# [Task requirements]
An exact copy of the lines from the one containing "Each instance receives exactly one keypoint. Tag the dirt" to the end of the records below is required, and nothing else.

# [Data extracts]
▬▬▬▬▬▬▬▬▬▬

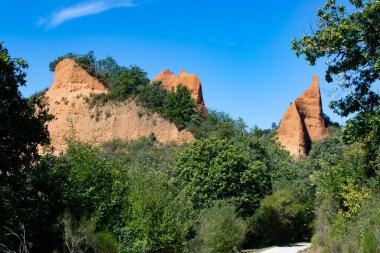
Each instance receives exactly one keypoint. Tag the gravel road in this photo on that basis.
(294, 248)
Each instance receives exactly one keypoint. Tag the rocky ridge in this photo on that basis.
(170, 82)
(68, 101)
(303, 122)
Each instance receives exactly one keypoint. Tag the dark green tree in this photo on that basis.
(22, 126)
(212, 169)
(179, 106)
(128, 82)
(22, 129)
(350, 40)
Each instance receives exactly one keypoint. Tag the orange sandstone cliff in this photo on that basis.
(191, 81)
(303, 122)
(68, 101)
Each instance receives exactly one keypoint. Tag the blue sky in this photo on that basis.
(239, 49)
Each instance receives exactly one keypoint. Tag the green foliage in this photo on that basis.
(128, 82)
(89, 181)
(22, 129)
(159, 218)
(21, 123)
(280, 219)
(351, 43)
(219, 230)
(365, 129)
(179, 107)
(152, 96)
(212, 169)
(81, 236)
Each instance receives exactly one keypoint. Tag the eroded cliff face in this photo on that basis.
(68, 101)
(303, 122)
(191, 81)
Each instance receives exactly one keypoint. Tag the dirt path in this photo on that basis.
(294, 248)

▬▬▬▬▬▬▬▬▬▬

# [Written answer]
Each instance receives exactly one keypoint. Tag the dirt path in this photo on that basis.
(294, 248)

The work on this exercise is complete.